* BEGIN Data provided *
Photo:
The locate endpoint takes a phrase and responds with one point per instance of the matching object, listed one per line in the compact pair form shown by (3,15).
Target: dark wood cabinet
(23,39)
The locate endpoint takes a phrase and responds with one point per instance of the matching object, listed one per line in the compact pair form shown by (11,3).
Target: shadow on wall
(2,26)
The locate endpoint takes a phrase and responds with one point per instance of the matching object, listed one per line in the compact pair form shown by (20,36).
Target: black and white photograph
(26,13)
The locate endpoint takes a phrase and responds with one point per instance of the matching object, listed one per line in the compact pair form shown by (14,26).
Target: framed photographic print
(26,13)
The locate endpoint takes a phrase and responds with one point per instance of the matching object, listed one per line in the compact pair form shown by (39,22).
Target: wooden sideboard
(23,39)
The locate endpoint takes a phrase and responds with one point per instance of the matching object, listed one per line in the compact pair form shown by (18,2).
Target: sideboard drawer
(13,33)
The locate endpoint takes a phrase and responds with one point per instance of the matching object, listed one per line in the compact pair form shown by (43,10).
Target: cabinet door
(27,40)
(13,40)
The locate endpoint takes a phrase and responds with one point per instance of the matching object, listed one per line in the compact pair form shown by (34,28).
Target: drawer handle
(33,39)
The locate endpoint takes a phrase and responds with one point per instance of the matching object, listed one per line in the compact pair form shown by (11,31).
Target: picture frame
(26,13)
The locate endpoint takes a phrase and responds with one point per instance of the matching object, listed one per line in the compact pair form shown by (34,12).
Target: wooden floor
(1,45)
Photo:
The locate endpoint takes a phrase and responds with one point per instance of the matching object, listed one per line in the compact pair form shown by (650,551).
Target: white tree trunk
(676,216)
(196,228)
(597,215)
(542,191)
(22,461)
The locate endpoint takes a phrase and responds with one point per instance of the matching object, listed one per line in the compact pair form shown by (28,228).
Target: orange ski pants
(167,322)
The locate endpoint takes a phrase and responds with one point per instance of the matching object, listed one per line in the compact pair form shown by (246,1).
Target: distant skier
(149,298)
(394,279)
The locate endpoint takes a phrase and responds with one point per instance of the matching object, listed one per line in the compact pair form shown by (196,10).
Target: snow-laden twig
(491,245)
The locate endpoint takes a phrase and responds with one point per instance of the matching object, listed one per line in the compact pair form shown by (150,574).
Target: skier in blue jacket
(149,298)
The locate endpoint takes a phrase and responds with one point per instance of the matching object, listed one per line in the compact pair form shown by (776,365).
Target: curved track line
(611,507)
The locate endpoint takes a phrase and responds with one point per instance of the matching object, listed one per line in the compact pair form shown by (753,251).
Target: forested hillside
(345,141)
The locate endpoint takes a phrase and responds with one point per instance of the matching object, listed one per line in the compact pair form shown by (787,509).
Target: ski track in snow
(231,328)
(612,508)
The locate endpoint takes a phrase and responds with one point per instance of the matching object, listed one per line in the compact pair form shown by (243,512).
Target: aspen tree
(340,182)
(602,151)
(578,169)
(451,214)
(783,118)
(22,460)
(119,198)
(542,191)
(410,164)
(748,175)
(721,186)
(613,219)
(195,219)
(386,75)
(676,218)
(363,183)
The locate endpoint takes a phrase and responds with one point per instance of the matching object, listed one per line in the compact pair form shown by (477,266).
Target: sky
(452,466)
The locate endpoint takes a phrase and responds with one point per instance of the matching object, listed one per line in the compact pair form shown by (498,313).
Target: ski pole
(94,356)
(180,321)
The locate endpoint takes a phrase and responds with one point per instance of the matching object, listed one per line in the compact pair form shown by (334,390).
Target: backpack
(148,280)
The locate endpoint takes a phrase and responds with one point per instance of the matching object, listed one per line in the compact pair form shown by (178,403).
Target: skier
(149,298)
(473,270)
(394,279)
* END Data provided *
__Exercise description__: Faithfully reproduce all of the records, character for character.

__Exercise output__:
Photo:
The locate endpoint takes a phrase and responds with one point per instance of the matching object, listed one per line in the compact pair form shown by (3,15).
Target: dark wood cabinet
(23,39)
The locate endpoint takes a phrase and responds with one point per instance of the matching object, listed one per line in the compact pair form shown by (11,3).
Target: shadow on wall
(2,26)
The locate endpoint takes a phrase and responds with one point per instance of the matching object, listed one per line in the compact pair form shown by (20,36).
Target: black and white photograph
(26,13)
The locate endpoint takes a phrase and responds with one point per instance of the matching object, listed one per line in the compact pair form shown by (14,26).
Target: framed photographic print
(26,13)
The locate endpoint takes a phrase and responds with one point per instance of the matching object, listed one per line in the compact pair form shown by (39,22).
Target: wooden sideboard
(23,39)
The locate endpoint takes a phrase and responds with one point per instance of the matching object, listed one per line in the compact pair form shown by (18,2).
Target: sideboard drawer
(13,33)
The locate endpoint takes a phrase and responds with one point per instance of the matching object, listed one per line in the compact pair form shown by (43,10).
Target: cabinet door
(27,40)
(13,40)
The locate endpoint takes a phrase and responds with one point per instance of the matching object, listed one per line in the compact pair form shown by (34,28).
Target: drawer handle
(33,39)
The locate endpoint takes a phrase and responds with one point per instance of the matching object, listed one per line in the compact pair form shown by (11,31).
Target: picture frame
(26,13)
The locate endpoint takes a phrase and responds with one point per instance of the matching object, listed one per line in the compact pair form shown by (34,12).
Target: wooden floor
(1,45)
Photo:
The locate endpoint takes a phrase and responds with one point per instance of the matching object, listed one per line in the compact pair form shown by (650,551).
Target: white tree trunk
(676,216)
(196,228)
(597,215)
(542,191)
(22,461)
The locate endpoint takes a phrase and responds with one point per instance of the matching object, listed one per line in the compact pair form shown by (28,228).
Target: orange ski pants
(167,322)
The locate endpoint takes a phrase and responds with one point per instance of the matching object, listed one per line in the compact pair form shown by (246,1).
Target: distant skier
(149,298)
(394,279)
The locate endpoint takes a phrase and responds with one point per instance of the matching object, listed one per line in the compact pair form shown by (196,10).
Target: snow-laden twig
(491,245)
The locate endpoint takes a phrase and responds with one point per instance of the matching object, listed one per line in the compact pair form shown by (150,574).
Target: skier in blue jacket
(149,298)
The locate endpoint takes a phrase and responds with one point per instance of the matching object, listed one per line in the compact pair form shown by (776,365).
Target: curved track line
(611,507)
The locate endpoint takes a phrase and responds with one point per instance of the matching object, listed one per line in the compact pair form shown by (753,251).
Target: forested hillside
(345,141)
The locate endpoint takes a phrase and responds with one point per instance of the matching object, listed one per line in the compact pair form shown by (787,509).
Target: ski track in snow
(231,328)
(612,508)
The locate endpoint takes a phrase and responds with one point per instance of the matching object, listed one per line in the compact pair form shown by (243,512).
Target: aspen tree
(340,182)
(602,151)
(578,169)
(451,214)
(783,118)
(22,460)
(119,198)
(542,191)
(410,164)
(748,175)
(721,186)
(613,219)
(195,219)
(386,75)
(676,218)
(363,183)
The locate endpoint takes a phrase and responds with one point per instance of the matching object, listed one per line in the compact pair form shown by (477,266).
Target: sky
(452,466)
The locate endpoint takes a phrase and responds with one point per instance of the matching object, listed one per line in the compact pair form shown by (498,313).
Target: ski pole
(94,356)
(180,321)
The locate endpoint takes a phrase and responds with one point per instance of the matching object, listed one per line in the compact pair form shown by (334,390).
Target: backpack
(148,280)
The locate endpoint takes a phrase and responds with one point per instance of the matching object, listed one per line in the compact pair form shown by (178,403).
Target: skier
(149,298)
(473,270)
(394,279)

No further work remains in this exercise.